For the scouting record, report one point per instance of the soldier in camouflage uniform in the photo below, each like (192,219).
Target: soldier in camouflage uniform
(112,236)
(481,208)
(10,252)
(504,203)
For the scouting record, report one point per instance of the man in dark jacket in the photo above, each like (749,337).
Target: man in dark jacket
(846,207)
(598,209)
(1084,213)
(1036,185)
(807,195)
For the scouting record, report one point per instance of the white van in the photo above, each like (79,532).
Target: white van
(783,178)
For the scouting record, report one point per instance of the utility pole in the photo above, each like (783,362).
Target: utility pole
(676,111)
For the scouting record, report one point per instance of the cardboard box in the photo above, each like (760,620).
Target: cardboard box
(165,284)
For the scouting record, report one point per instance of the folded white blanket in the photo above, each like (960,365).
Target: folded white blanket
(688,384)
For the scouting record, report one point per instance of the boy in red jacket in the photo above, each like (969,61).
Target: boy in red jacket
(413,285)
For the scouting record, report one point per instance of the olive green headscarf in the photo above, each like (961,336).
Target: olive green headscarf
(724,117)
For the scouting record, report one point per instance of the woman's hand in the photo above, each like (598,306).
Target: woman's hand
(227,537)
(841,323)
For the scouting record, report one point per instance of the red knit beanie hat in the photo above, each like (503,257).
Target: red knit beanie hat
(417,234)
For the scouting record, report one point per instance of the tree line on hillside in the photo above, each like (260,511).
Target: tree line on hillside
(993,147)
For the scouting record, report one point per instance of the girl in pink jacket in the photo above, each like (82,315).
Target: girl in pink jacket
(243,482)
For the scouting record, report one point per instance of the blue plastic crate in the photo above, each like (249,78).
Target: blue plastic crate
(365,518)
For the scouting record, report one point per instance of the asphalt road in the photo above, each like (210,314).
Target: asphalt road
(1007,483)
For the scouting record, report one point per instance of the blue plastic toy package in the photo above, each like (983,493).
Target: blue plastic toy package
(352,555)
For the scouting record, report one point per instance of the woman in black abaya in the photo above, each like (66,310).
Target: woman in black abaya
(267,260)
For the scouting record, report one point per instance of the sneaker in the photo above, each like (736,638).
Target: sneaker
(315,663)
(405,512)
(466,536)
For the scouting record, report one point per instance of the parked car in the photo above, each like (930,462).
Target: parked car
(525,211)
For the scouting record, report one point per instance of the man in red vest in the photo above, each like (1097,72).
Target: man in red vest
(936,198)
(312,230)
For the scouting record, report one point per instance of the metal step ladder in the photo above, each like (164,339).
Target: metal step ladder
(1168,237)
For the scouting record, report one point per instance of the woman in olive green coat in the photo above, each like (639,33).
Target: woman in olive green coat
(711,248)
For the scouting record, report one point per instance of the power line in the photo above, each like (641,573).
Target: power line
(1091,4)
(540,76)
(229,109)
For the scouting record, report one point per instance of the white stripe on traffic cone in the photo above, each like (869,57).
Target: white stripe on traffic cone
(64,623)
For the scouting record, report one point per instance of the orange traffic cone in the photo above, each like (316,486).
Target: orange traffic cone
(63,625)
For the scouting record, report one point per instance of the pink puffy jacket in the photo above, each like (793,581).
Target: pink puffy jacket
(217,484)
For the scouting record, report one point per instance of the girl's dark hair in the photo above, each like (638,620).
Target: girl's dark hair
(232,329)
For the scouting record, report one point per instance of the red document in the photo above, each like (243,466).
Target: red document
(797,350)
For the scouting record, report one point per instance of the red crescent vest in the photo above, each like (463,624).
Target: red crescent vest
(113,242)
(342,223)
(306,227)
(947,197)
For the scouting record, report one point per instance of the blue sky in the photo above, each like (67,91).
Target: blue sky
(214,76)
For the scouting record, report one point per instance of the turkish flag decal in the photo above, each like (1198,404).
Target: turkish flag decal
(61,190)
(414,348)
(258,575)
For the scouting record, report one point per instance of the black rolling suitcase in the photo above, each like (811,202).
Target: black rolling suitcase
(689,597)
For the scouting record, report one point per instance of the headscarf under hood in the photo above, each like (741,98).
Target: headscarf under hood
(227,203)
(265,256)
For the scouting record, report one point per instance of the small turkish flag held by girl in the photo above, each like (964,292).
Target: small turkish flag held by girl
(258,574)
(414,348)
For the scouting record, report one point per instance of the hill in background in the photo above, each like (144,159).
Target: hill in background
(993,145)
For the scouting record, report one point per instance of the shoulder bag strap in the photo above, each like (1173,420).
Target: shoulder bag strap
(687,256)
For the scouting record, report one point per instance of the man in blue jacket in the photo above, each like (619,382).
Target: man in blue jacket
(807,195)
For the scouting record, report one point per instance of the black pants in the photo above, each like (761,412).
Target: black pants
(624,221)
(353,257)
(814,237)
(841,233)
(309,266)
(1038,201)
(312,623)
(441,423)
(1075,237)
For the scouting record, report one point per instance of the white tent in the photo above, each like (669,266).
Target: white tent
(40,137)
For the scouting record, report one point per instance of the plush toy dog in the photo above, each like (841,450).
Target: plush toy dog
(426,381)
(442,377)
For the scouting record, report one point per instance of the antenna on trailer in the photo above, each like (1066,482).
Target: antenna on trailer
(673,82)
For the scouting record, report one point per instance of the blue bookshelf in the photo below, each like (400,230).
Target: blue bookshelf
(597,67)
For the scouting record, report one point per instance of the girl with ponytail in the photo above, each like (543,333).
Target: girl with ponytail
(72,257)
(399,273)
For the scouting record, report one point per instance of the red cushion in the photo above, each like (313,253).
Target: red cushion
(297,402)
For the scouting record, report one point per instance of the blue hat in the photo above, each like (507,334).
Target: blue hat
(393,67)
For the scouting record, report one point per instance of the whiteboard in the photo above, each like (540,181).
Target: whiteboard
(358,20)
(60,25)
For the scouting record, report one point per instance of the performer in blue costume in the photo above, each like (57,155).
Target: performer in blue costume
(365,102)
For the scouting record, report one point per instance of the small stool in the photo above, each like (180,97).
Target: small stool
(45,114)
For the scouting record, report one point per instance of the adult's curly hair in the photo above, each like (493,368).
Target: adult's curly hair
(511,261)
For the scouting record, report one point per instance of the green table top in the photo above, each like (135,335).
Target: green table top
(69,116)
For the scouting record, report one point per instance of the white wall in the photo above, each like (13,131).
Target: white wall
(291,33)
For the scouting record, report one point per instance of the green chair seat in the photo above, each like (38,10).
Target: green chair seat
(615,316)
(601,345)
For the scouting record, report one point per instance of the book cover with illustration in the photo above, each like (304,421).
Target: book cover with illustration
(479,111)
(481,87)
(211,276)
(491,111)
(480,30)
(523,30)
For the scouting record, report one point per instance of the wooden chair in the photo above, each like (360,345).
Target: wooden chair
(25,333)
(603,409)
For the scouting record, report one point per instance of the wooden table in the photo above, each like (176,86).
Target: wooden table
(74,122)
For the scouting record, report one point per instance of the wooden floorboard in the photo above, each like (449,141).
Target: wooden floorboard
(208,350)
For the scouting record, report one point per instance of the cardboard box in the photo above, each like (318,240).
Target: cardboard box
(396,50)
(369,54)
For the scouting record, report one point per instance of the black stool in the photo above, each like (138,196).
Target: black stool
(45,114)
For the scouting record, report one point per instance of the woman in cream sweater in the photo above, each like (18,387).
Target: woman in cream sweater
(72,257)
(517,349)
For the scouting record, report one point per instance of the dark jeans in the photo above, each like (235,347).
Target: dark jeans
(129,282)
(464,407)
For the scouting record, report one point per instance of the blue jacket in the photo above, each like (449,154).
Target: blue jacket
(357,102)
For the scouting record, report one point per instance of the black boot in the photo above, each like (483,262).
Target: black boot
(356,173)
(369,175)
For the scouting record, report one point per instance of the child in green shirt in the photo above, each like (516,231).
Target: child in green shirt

________________

* _Instructions to follow_:
Would you reproduce all the entries exactly?

* _Full output_:
For the scouting record, report one point per instance of the soldier in camouflage uniform in the photo below, each like (192,219).
Target: soldier in camouflage uniform
(112,236)
(481,208)
(10,252)
(504,203)
For the scouting record, report one point per instance of the man in dark jacket in the photo above, each like (749,337).
Target: man in dark jacket
(846,207)
(598,209)
(1084,213)
(1036,185)
(807,195)
For the scouting record, report one point per instance of the white van in the photo above, each like (79,532).
Target: white van
(783,178)
For the scouting record, report one point per instance of the utility pole in the photo above, each like (783,362).
Target: utility pole
(676,111)
For the scouting record, report one point per instance of the cardboard box in the photo above, each like (760,620).
Target: cardboard box
(165,284)
For the scouting record, report one point per instance of the folded white blanket in the photo above, each like (960,365).
Target: folded white blanket
(688,384)
For the scouting record, report one point per instance of the boy in red jacket in the photo above, each like (969,61).
Target: boy in red jacket
(413,285)
For the scouting record, report one point per instance of the olive green headscarf in the photo above, each like (961,336).
Target: olive green headscarf
(724,117)
For the scouting record, report one point per instance of the woman's hand in the photo above, each like (598,306).
Target: woman's hand
(227,537)
(841,323)
For the scouting record, report one point per instance of the red knit beanie hat in the photo above, each like (503,257).
Target: red knit beanie hat
(417,234)
For the scouting record, report one point per instance of the tree line on hillside in the photo above, each like (260,511).
Target: tree line on hillside
(993,147)
For the scouting record, report one point per instance of the girl in pink jacket in the photo above, each like (82,315).
Target: girl in pink jacket
(243,482)
For the scouting record, report one point per instance of the blue plastic crate in the photo above, each like (249,78).
Target: blue plastic crate
(365,518)
For the scouting record, report one point per instance of the asphalt road in the photo above, each like (210,314).
Target: asphalt road
(1007,483)
For the scouting record, report one point per instance of the blue plastic toy package in the photo above, each like (983,493).
Target: blue plastic toy package
(352,555)
For the scouting record, report one point per instance of the woman in black abaya in the photo above, each like (66,310).
Target: woman in black abaya
(267,260)
For the scouting record, report one point per instance of the sneaker in the photo above, each like (736,638).
Target: sneaker
(315,663)
(405,512)
(466,536)
For the scouting record, report one point per instance of the parked car in the photo above, each like (930,462).
Target: parked car
(525,211)
For the scouting record, report one point per instance of the man in red vest in the photo above, each like (1097,72).
Target: man in red vest
(936,198)
(312,230)
For the scouting record, report one point per instance of the metal step ladder in the photo above, each like (164,339).
Target: metal step ladder
(1168,237)
For the scouting record, report one point per instance of the woman in olive green coat in the photo above, each like (639,33).
Target: woman in olive green coat
(711,248)
For the scouting record, report one point per instance of the power line in the photo above, each like (641,573).
Target: power line
(1091,4)
(540,76)
(229,109)
For the scouting record, report one point per instance of the white stripe on traffic cone in the photo above, each like (869,57).
Target: white stripe on traffic cone
(64,623)
For the scouting record, report one point per instance of the orange traffic cone in the photo above, each like (316,486).
Target: orange traffic cone
(63,625)
For the scouting record, report one point per instance of the pink puffy jacket in the photo above, each like (793,581).
Target: pink puffy jacket
(217,484)
For the scouting record, report one point per instance of the girl's dark hair in the photo above, each like (638,620).
Target: girl's dark hair
(232,329)
For the scouting record, report one point per instance of the red document in the photo above, each like (243,466).
Target: red document
(797,350)
For the scouting record, report one point per instance of the red crescent vest in the photo above, each like (463,624).
Target: red crescent vest
(113,242)
(342,223)
(306,227)
(947,197)
For the scouting record, report one point per instance of the blue sky in the photo above, each like (67,91).
Target: blue sky
(214,76)
For the scouting record, report one point per instance of the turkish flag decal in the photo above, each like (1198,404).
Target: turkish flag decal
(61,190)
(414,348)
(258,575)
For the scouting record, report one point per instance of the black rolling suitcase in the photo above, each like (811,202).
Target: black rolling suitcase
(689,597)
For the scouting record, report one point per instance of the headscarf under hood in the photo above, each like (741,98).
Target: headscarf under hood
(227,203)
(265,256)
For the scouting record, report one point per instance of the small turkish flag held by girl in the photo above, each like (964,292).
Target: small turkish flag held by girl
(258,574)
(414,348)
For the scouting record, report one point per instance of the hill in background in the photo above, each like (144,159).
Target: hill in background
(993,145)
For the scouting record, report one point per instance of the shoulder bag strap in the photo above, each like (1173,420).
Target: shoulder bag strap
(687,256)
For the scouting record, report one point per instance of the man in blue jacket in the photo above, each like (619,382).
Target: man in blue jacket
(807,195)
For the scouting record, report one point per instance of the black pants in the photo above, each like (761,412).
Target: black pants
(624,221)
(353,257)
(814,237)
(841,233)
(309,266)
(1038,201)
(312,623)
(441,423)
(1075,237)
For the scouting record, report one point per instance of the white tent in the photo above, each like (669,266).
Target: white tent
(40,137)
For the scouting record, report one point per instance of the plush toy dog in the photo above, each like (841,450).
Target: plush toy dog
(426,381)
(442,377)
For the scouting record, report one point per instance of the antenna on trailer in the photo above, each like (1066,482).
Target: antenna on trailer
(673,82)
For the scouting record, report one point per instance of the blue bookshelf in the photo below, each like (400,230).
Target: blue bookshelf
(597,67)
For the scouting record, report one point per instance of the girl with ponytail in the photo above, each like (543,333).
Target: girl with ponytail
(72,257)
(399,273)
For the scouting record, report one point per instance of the red cushion in the photo above, each like (313,253).
Target: red cushion
(297,402)
For the scouting record, report one point per instance of the blue hat in the photo above, each like (507,334).
Target: blue hat
(393,67)
For the scouting record, report one point per instance of the whiteboard in the photo above, each like (540,181).
Target: whiteboard
(358,20)
(60,25)
For the scouting record, report one point per instance of the performer in blue costume in the photo above, each like (57,155).
Target: performer in blue costume
(365,102)
For the scouting record, report one point per instance of the small stool in the photo above, each like (180,97).
Target: small stool
(45,114)
For the scouting record, report one point per instance of the adult's curly hair in the photo above, each like (493,368).
Target: adult's curly hair
(511,261)
For the scouting record, report one point per instance of the green table top in the photo above, each like (135,335).
Target: green table top
(69,116)
For the scouting record, report one point per instance of the white wall in the photo above, each like (13,131).
Target: white wall
(291,33)
For the scouting record, report one point per instance of the green chair seat in the photo above, each like (38,10).
Target: green chair seat
(615,316)
(601,345)
For the scouting record, report one point per instance of the book cover with illustration in the photo above, each like (304,421).
Target: book cover with illustration
(479,111)
(481,87)
(211,276)
(491,111)
(480,30)
(523,30)
For the scouting record, report one point per instance of the wooden chair in the photo above, each like (360,345).
Target: wooden chair
(25,333)
(603,409)
For the scouting record, report one point per instance of the wooden table in the photo above, each like (176,86).
Target: wooden table
(74,122)
For the scouting record, report one point per instance of the wooden floorboard in the photo above, each like (449,141).
Target: wooden floorboard
(208,350)
For the scouting record, report one point per instance of the cardboard box in the photo above, each like (318,240).
Target: cardboard box
(396,50)
(369,54)
For the scouting record, report one point per instance of the black stool in the photo above, each like (138,196).
Target: black stool
(45,114)
For the scouting record, report one point per instance of the woman in cream sweater in the photo above, each like (18,387).
Target: woman in cream sweater
(72,257)
(517,349)
For the scouting record, report one point per instance of the dark jeans in the photo above, each like (235,347).
Target: dark jeans
(129,282)
(464,407)
For the scouting record, report one point per instance of the blue jacket in the photo above, each like (449,154).
Target: blue jacket
(357,102)
For the scouting record, report one point per instance of the black boot in the photo above, each like (483,262).
Target: black boot
(356,173)
(369,175)
For the scouting record, report one point per instance of the child in green shirt in the photo above, each like (516,231).
Target: child in green shirt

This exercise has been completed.